:: DATA SHOWN ::
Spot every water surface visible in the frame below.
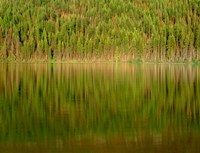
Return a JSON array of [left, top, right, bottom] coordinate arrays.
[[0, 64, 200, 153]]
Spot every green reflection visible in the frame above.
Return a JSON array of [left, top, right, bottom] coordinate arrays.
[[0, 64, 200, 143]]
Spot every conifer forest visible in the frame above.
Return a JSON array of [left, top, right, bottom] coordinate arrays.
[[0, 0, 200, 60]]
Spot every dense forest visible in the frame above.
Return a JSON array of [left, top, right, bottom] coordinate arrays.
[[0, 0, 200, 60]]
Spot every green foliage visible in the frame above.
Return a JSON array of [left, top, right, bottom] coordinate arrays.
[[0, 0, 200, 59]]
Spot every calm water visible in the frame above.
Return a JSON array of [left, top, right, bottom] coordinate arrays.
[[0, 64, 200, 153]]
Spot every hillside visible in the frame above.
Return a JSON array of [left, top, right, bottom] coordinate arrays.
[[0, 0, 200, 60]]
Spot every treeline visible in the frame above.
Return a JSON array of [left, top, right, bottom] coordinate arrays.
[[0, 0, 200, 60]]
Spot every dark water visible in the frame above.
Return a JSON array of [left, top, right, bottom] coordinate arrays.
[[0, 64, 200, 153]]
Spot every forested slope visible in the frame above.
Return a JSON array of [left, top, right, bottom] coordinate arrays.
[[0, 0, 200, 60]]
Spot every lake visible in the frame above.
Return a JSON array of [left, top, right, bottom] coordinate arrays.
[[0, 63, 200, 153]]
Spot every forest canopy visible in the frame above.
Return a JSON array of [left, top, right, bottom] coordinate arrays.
:::
:: DATA SHOWN ::
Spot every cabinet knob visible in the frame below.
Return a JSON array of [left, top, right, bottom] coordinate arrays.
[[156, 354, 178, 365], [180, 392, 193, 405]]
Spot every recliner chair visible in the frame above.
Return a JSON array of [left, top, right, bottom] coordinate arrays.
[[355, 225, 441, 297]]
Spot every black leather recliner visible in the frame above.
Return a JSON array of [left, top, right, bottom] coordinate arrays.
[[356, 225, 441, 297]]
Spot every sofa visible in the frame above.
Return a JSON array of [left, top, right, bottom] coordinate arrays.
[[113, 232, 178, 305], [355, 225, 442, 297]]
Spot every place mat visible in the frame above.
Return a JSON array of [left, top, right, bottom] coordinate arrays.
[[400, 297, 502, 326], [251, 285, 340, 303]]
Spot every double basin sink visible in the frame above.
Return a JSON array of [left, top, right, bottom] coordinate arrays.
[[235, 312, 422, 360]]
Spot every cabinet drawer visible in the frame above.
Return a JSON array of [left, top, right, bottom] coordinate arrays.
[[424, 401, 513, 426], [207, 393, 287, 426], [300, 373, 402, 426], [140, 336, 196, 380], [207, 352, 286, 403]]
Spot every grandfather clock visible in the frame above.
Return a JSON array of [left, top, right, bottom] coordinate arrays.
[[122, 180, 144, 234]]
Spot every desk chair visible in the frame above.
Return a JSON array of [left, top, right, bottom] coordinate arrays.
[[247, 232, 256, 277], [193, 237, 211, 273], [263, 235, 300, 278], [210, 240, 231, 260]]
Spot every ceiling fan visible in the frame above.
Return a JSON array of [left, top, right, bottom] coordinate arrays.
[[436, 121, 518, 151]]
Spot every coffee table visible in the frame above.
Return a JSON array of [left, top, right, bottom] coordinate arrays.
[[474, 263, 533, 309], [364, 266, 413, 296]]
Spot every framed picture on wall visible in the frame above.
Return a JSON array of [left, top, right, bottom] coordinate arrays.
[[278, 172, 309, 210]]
:::
## [GOAL]
Rewrite the lines from the one with "Spot every desk" up to and including the one with "[[278, 172, 309, 210]]", changing "Spot" to "Locate" and leaving everything else as it is.

## [TASK SOLUTION]
Locate every desk chair visible in the frame above.
Return a JSON array of [left, top, right, bottom] coordinate arrays.
[[247, 232, 256, 277], [193, 237, 211, 273], [263, 235, 300, 278], [210, 240, 231, 260]]
Locate every ceiling fan visible in the frame above.
Return a JSON array of [left, top, right, bottom] coordinate arrays.
[[436, 121, 518, 151]]
Locate every coffee table visible in the frame above.
Return a JSON array of [left, top, right, bottom] coordinate arrays.
[[474, 263, 533, 309], [364, 266, 413, 296]]
Locate every framed picture on wall visible in the frame above.
Return a JSON array of [left, top, right, bottom] coordinate arrays.
[[278, 172, 309, 210]]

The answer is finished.